> **Try it**: Output every line of the data below as a JSON list of strings, one string per line, with blank lines left out. Leave the pictures out of the answer.

> **Input material**:
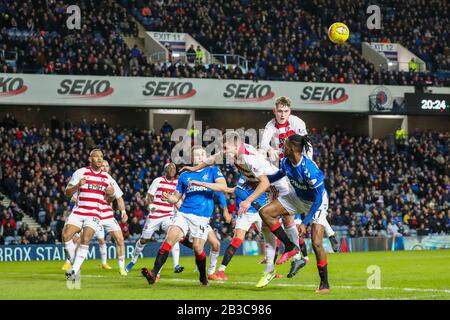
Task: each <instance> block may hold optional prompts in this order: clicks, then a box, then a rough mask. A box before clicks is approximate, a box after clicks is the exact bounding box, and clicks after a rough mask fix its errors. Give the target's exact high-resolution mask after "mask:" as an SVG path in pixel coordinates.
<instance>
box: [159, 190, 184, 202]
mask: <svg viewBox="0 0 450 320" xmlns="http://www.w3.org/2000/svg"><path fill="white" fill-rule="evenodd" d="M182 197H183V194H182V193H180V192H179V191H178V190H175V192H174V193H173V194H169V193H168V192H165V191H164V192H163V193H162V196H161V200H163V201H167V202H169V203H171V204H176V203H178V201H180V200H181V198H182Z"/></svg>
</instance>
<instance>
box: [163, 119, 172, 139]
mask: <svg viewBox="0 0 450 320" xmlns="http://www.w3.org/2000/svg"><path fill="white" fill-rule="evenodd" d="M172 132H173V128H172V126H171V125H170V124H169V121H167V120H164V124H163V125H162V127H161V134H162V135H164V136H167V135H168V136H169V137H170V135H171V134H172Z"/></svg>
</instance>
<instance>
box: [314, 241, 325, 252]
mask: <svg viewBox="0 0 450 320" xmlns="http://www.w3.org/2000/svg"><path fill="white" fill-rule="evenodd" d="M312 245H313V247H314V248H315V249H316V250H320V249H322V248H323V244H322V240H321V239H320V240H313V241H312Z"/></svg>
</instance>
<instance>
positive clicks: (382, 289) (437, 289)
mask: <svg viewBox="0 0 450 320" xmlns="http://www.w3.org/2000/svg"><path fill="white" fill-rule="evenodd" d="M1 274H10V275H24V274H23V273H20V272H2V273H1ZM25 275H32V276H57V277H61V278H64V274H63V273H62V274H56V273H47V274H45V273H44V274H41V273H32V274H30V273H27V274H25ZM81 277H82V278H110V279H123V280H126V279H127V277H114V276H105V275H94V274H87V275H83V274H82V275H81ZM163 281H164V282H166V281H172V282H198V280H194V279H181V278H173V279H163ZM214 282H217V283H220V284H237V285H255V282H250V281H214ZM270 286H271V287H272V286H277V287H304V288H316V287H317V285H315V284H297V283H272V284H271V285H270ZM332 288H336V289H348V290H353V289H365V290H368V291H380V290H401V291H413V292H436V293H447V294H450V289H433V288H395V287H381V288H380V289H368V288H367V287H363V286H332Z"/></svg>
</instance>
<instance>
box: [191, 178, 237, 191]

> **Solved problem**:
[
  "Task: each <instance> block may hold optional prompts in this order: clicks, then a box, then a rough mask. A box before clicks is approximate, a box after clicks is the exact bounding box, and clicks after a rough mask fix its errors. Give the target's exact high-resolution mask after \"mask:\" as an SVG path in pixel coordinates.",
  "<instance>",
  "box: [159, 190, 184, 202]",
  "mask: <svg viewBox=\"0 0 450 320\" xmlns=\"http://www.w3.org/2000/svg\"><path fill=\"white\" fill-rule=\"evenodd\" d=\"M182 197H183V194H182V193H180V192H179V191H178V190H175V192H174V193H173V194H169V193H168V192H165V191H164V192H163V193H162V196H161V200H163V201H167V202H169V203H171V204H176V203H178V201H180V200H181V198H182Z\"/></svg>",
  "</instance>",
  "<instance>",
  "box: [163, 119, 172, 139]",
  "mask: <svg viewBox=\"0 0 450 320\" xmlns=\"http://www.w3.org/2000/svg\"><path fill=\"white\" fill-rule=\"evenodd\" d=\"M172 132H173V128H172V126H171V125H170V124H169V121H167V120H164V124H163V125H162V127H161V134H162V135H164V136H167V135H168V136H169V137H170V135H171V134H172Z\"/></svg>",
  "</instance>",
  "<instance>",
  "box: [314, 241, 325, 252]",
  "mask: <svg viewBox=\"0 0 450 320\" xmlns=\"http://www.w3.org/2000/svg\"><path fill=\"white\" fill-rule=\"evenodd\" d=\"M312 245H313V247H314V248H315V249H316V250H320V249H322V248H323V244H322V240H321V239H320V240H313V241H312Z\"/></svg>",
  "</instance>",
  "<instance>",
  "positive clicks: (382, 289) (437, 289)",
  "mask: <svg viewBox=\"0 0 450 320\" xmlns=\"http://www.w3.org/2000/svg\"><path fill=\"white\" fill-rule=\"evenodd\" d=\"M1 274H10V275H24V274H23V273H20V272H2V273H1ZM25 275H32V276H57V277H61V278H64V274H63V273H62V274H56V273H47V274H45V273H44V274H41V273H32V274H30V273H27V274H25ZM81 277H82V278H110V279H123V280H126V279H127V277H114V276H105V275H94V274H87V275H83V274H82V275H81ZM163 281H164V282H166V281H172V282H198V280H194V279H181V278H173V279H163ZM214 282H217V283H220V284H237V285H255V282H250V281H214ZM270 286H271V287H272V286H277V287H304V288H316V287H317V285H315V284H297V283H272V284H271V285H270ZM332 288H336V289H348V290H353V289H365V290H368V291H380V290H401V291H413V292H436V293H447V294H450V289H433V288H395V287H381V288H380V289H368V288H367V287H363V286H332Z\"/></svg>",
  "</instance>",
  "<instance>",
  "box: [191, 178, 237, 191]"
]